* DOCUMENT SECTION:
________
The decision gave the Artists instant credibility. It’s hard to find someone in the coaching community who says Holland’s arrival isn’t a positive step.

“He’s really good at adapting his offense and defense to [the talent] he has,” said Woodbridge’s Rick Gibson, who coached against Holland in the Sea View League. “He’s had good players before, but he gets the most out of average and below average players.”

Steve Bresnahan, coach of two-time defending PCL champion Laguna Hills, agreed, but preached caution: “Things just don’t happen that fast to build a football program. It takes a lot of hard work and time. To expect Dave to work miracles overnight isn’t fair.”

The commitment to the turnaround by Holland, hired in December, was evident when he taught a football class the second semester. “He was serious about how you dressed and acted, about being on time; that’s when the kids took notice, when he stayed on them into the second week,” Marshall said. “He was going to be consistent. If he believes this is the right way of doing it, he’s going to follow through on it.”
________
* SUPPLIED MATERIAL:
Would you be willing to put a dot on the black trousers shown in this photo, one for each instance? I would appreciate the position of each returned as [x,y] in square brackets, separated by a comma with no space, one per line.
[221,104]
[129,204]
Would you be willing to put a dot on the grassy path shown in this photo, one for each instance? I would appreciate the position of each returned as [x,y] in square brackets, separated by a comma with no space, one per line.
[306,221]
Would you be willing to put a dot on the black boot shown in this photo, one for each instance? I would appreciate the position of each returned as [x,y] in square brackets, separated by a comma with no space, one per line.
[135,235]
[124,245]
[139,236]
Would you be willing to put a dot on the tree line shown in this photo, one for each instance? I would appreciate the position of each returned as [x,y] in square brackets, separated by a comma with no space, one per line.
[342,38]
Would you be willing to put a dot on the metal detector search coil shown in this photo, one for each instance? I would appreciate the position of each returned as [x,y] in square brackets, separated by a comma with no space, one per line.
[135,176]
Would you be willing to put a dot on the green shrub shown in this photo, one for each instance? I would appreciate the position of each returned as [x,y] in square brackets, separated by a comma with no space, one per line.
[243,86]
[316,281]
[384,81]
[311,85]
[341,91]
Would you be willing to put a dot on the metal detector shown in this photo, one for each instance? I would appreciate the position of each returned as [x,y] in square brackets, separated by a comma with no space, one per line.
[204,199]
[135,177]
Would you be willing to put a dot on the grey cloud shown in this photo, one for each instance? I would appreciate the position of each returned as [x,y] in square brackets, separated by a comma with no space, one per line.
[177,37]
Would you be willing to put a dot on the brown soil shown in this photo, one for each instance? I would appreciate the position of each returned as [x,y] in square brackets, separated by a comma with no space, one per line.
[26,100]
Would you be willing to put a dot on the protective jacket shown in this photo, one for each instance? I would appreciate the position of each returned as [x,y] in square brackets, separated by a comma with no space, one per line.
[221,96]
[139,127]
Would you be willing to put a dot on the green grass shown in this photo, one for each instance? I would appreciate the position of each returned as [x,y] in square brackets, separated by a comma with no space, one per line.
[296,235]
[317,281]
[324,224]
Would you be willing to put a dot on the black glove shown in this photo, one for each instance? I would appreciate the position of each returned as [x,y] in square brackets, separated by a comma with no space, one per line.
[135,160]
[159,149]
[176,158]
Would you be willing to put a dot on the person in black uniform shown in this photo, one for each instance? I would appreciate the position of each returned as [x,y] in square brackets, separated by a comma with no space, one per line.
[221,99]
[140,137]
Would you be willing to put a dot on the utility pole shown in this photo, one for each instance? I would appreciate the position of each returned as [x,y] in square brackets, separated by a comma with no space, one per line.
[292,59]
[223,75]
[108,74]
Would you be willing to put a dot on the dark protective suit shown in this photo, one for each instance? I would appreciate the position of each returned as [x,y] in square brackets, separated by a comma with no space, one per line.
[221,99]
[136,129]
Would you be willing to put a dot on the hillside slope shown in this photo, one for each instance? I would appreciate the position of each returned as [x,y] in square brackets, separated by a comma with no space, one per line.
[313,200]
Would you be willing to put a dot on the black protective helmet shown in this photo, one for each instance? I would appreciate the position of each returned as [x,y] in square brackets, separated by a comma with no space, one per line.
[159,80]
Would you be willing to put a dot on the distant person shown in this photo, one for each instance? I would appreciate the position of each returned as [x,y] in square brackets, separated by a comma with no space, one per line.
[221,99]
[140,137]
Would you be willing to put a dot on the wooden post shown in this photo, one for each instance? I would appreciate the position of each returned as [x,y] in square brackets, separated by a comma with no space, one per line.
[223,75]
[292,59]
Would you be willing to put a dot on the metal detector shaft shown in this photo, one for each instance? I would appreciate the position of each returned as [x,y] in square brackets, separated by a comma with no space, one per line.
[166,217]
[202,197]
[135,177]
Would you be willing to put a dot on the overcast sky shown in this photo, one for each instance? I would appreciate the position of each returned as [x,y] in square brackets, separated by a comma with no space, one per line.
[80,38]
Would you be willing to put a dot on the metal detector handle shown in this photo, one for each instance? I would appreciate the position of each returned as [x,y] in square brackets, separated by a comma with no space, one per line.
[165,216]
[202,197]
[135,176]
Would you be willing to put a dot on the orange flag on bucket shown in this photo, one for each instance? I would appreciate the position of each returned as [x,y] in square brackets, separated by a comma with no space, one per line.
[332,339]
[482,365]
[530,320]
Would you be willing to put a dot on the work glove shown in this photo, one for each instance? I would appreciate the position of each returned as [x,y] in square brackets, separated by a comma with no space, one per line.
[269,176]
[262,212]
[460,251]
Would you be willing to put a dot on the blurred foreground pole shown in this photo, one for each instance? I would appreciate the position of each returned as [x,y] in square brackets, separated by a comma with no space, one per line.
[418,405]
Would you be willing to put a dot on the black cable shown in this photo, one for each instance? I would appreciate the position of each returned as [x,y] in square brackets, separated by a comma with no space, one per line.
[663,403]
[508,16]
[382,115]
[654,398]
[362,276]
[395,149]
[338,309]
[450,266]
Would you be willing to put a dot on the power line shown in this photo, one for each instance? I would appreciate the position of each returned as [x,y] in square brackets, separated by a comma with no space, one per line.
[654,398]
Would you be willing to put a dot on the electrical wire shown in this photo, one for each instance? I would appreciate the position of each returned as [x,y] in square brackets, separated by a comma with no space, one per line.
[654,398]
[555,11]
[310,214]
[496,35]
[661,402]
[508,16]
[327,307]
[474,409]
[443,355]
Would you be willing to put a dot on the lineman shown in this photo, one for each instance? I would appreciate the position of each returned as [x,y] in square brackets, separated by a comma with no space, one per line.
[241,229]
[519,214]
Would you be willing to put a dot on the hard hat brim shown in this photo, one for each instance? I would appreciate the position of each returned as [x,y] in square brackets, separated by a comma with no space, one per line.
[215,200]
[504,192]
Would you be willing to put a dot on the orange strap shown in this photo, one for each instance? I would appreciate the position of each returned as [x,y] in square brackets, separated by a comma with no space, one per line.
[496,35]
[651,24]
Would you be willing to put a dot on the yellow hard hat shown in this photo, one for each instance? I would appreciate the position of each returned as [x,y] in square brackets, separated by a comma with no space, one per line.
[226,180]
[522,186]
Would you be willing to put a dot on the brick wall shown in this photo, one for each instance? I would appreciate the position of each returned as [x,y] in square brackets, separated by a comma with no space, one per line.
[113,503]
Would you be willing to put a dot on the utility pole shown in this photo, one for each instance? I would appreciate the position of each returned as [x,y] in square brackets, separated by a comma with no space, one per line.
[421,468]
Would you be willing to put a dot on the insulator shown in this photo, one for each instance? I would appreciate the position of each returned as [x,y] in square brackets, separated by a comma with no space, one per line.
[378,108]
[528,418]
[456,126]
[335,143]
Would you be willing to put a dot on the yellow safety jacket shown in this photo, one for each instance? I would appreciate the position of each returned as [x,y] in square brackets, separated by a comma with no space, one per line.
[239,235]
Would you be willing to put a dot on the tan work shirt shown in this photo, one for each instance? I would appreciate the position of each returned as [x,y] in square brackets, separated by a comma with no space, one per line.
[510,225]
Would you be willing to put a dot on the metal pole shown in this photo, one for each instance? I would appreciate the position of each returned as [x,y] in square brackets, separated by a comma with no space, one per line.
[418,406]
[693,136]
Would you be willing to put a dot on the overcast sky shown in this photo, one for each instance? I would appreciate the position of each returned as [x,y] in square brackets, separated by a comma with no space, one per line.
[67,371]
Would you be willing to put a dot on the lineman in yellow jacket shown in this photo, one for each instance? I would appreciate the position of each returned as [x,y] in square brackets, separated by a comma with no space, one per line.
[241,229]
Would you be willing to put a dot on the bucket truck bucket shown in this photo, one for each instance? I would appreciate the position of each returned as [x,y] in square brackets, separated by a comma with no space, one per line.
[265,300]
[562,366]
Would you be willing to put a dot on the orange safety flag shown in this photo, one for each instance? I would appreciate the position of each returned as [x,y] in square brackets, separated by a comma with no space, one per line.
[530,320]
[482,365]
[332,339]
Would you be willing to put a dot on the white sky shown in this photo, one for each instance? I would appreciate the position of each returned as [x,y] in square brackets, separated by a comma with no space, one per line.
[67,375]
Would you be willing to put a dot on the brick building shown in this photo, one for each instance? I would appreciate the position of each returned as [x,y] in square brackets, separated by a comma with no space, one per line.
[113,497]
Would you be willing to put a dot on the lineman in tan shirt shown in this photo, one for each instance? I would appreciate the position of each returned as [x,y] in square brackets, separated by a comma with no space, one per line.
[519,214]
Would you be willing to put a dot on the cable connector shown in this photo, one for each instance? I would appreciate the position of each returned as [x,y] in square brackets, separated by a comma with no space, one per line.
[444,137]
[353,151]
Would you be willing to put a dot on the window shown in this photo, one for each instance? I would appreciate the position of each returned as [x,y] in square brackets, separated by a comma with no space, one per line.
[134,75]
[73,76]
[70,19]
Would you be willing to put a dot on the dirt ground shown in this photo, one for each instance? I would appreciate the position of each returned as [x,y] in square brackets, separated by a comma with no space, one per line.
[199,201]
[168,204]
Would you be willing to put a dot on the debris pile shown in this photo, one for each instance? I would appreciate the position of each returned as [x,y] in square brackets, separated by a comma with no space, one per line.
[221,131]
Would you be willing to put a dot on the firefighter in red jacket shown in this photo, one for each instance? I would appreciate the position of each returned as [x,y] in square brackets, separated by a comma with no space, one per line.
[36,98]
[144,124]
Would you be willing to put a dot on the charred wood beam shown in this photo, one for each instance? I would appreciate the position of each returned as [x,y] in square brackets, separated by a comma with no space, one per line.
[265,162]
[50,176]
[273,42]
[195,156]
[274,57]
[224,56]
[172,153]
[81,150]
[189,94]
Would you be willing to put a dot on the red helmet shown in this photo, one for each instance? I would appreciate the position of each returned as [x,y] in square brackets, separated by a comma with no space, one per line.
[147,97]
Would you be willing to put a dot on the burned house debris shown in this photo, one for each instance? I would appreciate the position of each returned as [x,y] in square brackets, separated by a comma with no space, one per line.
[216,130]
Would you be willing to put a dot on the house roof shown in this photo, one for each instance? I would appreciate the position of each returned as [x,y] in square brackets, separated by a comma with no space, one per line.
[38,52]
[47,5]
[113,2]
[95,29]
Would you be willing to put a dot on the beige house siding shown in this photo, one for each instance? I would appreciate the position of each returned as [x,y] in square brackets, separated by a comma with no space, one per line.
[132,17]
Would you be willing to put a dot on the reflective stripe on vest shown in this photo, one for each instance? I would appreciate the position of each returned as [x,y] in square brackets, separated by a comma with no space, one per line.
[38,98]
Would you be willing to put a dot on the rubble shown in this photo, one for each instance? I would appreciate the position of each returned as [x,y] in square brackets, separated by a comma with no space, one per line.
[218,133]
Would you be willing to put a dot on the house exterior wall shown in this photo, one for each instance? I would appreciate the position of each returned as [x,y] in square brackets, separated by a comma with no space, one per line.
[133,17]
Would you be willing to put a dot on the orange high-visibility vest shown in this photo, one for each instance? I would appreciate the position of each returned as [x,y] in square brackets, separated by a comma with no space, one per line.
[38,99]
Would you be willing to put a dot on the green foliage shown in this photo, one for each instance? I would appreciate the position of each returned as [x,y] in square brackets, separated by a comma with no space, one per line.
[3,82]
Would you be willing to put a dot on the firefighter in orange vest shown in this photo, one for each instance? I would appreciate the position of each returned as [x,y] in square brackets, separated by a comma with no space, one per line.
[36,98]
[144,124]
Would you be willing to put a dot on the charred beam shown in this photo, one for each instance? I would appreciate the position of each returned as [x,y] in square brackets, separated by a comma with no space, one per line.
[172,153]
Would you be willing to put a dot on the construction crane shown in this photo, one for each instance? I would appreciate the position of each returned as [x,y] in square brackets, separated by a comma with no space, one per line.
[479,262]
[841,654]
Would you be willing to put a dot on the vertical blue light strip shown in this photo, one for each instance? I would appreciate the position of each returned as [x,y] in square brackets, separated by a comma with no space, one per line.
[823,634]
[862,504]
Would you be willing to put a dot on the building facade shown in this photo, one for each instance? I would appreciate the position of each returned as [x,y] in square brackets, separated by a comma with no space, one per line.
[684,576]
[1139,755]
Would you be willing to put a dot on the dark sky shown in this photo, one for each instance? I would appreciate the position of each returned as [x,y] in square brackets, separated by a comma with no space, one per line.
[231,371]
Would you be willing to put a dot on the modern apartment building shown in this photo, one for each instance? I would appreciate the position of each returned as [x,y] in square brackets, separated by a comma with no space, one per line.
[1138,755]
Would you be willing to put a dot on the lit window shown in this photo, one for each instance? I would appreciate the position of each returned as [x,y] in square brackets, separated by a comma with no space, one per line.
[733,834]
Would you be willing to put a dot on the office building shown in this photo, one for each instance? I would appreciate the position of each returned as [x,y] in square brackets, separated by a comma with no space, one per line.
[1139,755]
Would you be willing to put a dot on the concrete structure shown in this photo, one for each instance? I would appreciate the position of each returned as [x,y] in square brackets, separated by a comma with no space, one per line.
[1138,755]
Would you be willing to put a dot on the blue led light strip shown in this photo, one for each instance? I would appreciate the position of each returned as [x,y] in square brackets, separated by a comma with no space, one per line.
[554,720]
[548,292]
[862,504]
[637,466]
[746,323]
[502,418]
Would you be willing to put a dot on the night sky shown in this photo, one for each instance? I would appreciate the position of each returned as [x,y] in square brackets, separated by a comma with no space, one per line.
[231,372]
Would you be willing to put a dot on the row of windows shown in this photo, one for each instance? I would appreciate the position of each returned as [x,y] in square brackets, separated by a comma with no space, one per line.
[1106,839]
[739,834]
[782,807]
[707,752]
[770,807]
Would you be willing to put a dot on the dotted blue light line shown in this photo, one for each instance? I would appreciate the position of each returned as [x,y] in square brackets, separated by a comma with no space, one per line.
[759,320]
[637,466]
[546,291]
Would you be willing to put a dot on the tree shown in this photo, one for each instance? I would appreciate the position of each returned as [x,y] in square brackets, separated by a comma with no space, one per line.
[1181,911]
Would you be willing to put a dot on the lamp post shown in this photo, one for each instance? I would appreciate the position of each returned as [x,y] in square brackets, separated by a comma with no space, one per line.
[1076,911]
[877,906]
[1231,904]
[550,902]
________
* EXERCISE REQUIREMENTS:
Rewrite the paragraph that begins "The commitment to the turnaround" from the article on Holland's arrival as coach so that it is shorter but keeps its main facts.

* COMPLETED EXERCISE:
Holland, hired in December, showed his commitment to the turnaround by teaching a football class in the second semester. According to Marshall, he was strict about dress, behavior and punctuality. The kids took notice when he kept holding them to it into the second week. Marshall said he would be consistent and follow through on what he believes is right.